(Excerpts from a pointing dataset)
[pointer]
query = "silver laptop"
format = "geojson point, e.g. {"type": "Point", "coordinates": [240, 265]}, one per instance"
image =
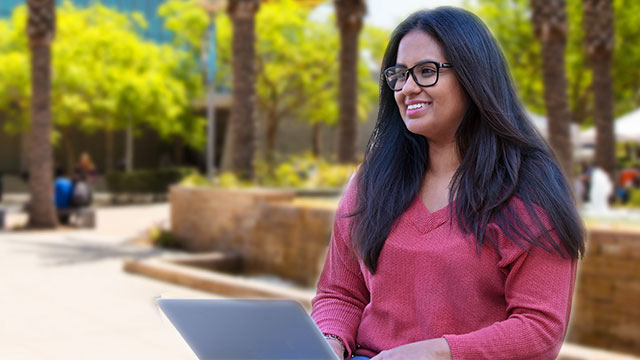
{"type": "Point", "coordinates": [247, 329]}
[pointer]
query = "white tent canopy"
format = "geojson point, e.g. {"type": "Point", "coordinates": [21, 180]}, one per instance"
{"type": "Point", "coordinates": [626, 129]}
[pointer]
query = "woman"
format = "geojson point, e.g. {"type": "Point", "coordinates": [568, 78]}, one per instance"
{"type": "Point", "coordinates": [458, 237]}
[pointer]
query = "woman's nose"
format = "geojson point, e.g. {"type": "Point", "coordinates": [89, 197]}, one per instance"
{"type": "Point", "coordinates": [410, 86]}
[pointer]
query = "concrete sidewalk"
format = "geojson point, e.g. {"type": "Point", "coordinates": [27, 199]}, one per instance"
{"type": "Point", "coordinates": [64, 294]}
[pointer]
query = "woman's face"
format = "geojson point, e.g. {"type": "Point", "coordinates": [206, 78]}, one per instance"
{"type": "Point", "coordinates": [436, 111]}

### Given request
Copy every line of the listing above word for word, but leave out the pictures.

### Answer to the task
[pointer]
query = "silver laptop"
format = "geojson point, e.g. {"type": "Point", "coordinates": [240, 265]}, one per instance"
image =
{"type": "Point", "coordinates": [247, 329]}
[pointer]
query = "white tent canopy"
format = "geojson point, e.g. {"type": "Point", "coordinates": [21, 180]}, one per instance"
{"type": "Point", "coordinates": [626, 129]}
[pointer]
query = "woman"
format = "geojson point, e.g. {"type": "Point", "coordinates": [568, 78]}, one per instance"
{"type": "Point", "coordinates": [458, 237]}
[pointer]
query = "woman's nose"
format = "geojson point, e.g. {"type": "Point", "coordinates": [89, 197]}, one per instance"
{"type": "Point", "coordinates": [410, 86]}
[pointer]
query = "concrete sidewalk"
format = "geojson point, e.g. {"type": "Point", "coordinates": [27, 199]}, one per instance"
{"type": "Point", "coordinates": [64, 294]}
[pointer]
query = "woman's face"
format = "geojson point, e.g. {"type": "Point", "coordinates": [206, 78]}, one per instance"
{"type": "Point", "coordinates": [436, 111]}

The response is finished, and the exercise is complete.